■ Article ■
2.3 Compressive reconstruction for twin image elimination

Once the accurate focusing distance $z^{\prime}$ is obtained, the compressive sensing method can be used to suppress twin image and generate high-quality image. According to sparsity difference of image gradient between twin image and original image [19,36], total variation (TV) regularization is used in this image reconstruction. The isotropic TV for a discrete digital image is defined as

$$\textrm{TV}(\mathbf{x} )= \sum\limits_{m,n} {\sqrt {{{({{\mathbf{x}_{m + 1,n}} - {\mathbf{x}_{m,n}}} )}^2} + {{({{\mathbf{x}_{m,n + 1}} - {\mathbf{x}_{m,n}}} )}^2}} }, $$
where m and n represent the pixel index of two-dimensional discrete image. To facilitate calculation, the anisotropic total variation version based on l1 norm can be adopted:
$$\textrm{T}{\textrm{V}_{\textrm{aniso}}}(\mathbf{x} )= \sum\limits_{m,n} {[{|{{\mathbf{x}_{m + 1,n}} - {\mathbf{x}_{m,n}}} |+ |{{\mathbf{x}_{m,n + 1}} - {\mathbf{x}_{m,n}}} |} ]}, $$

Then the calculation of TV can be represented by difference operation D

$$\textrm{T}{\textrm{V}_{\textrm{aniso}}}(\mathbf{x} )= {\|{\mathbf{Dx}} \|_1}. $$

The D can be split into the difference operators Dh along the horizontal and Dv along the vertical directions:

$$\mathbf{Dx} = {[{{\mathbf{D}_h},{\mathbf{D}_\textrm{v}}} ]^T}\mathbf{x}. $$

Twin-image-free reconstruction can be achieved by minimizing the objective function:

$$\hat{\mathbf{x}} = \; \arg \mathop {\min }\limits_\mathbf{x} \left\{ {\frac{1}{2}\|{\mathbf{D}({\mathbf{y} - {\mathbf{F}^{\mathbf{- 1}}}\mathbf{HFx}} )} \|_2^2 + \tau {{\|{\mathbf{Dx}} \|}_1}} \right\}, $$
where y is the recorded image; H is a diagonal matrix, whose nonzero entries are the discrete value of H; F and F-1 represent the Fourier transform matrix and its inverse matrix; $\|\cdot |{|_p}$ denotes the ${\ell _p}$ norm. The first term is fidelity term and the second term is regularization term. The difference operation D in fidelity term is to avoid the influence of constant on reconstruction error. The regularization parameter τ controls the relative weight of the two terms.

■ Information given ■
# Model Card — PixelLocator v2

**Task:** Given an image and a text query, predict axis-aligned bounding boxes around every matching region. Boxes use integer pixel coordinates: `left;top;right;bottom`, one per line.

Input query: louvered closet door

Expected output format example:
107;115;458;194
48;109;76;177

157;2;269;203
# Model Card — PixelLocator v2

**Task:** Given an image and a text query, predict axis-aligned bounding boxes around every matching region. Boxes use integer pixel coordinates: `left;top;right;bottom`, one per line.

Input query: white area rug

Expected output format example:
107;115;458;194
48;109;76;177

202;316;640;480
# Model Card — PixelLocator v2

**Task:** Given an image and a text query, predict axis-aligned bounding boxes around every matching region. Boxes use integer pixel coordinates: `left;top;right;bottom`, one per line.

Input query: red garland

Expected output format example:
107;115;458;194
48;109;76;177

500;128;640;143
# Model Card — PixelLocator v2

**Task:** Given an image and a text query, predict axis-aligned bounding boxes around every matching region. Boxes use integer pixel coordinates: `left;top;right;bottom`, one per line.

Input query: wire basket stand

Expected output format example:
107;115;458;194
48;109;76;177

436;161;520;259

■ What you will do ■
**1)** Answer the following questions about the section on twin image elimination:
(a) Which type of regularization is used in the image reconstruction?
(b) Into which two difference operators can D be split?
(c) What does the regularization parameter τ control?
**2)** Reproduce the records verbatim, starting at their first line and ending at the line that contains "202;316;640;480", with both of those lines included.
The text and the records bear no relation to one another.

■ Solutions to the exercise ■
**1)**
(a) Total variation (TV) regularization.
(b) Dh, along the horizontal direction, and Dv, along the vertical direction.
(c) The relative weight of the two terms, namely the fidelity term and the regularization term.

**2)**
# Model Card — PixelLocator v2

**Task:** Given an image and a text query, predict axis-aligned bounding boxes around every matching region. Boxes use integer pixel coordinates: `left;top;right;bottom`, one per line.

Input query: louvered closet door

Expected output format example:
107;115;458;194
48;109;76;177

157;2;269;203
# Model Card — PixelLocator v2

**Task:** Given an image and a text query, predict axis-aligned bounding boxes around every matching region. Boxes use integer pixel coordinates: `left;top;right;bottom`, one per line.

Input query: white area rug

Expected output format example:
107;115;458;194
48;109;76;177

202;316;640;480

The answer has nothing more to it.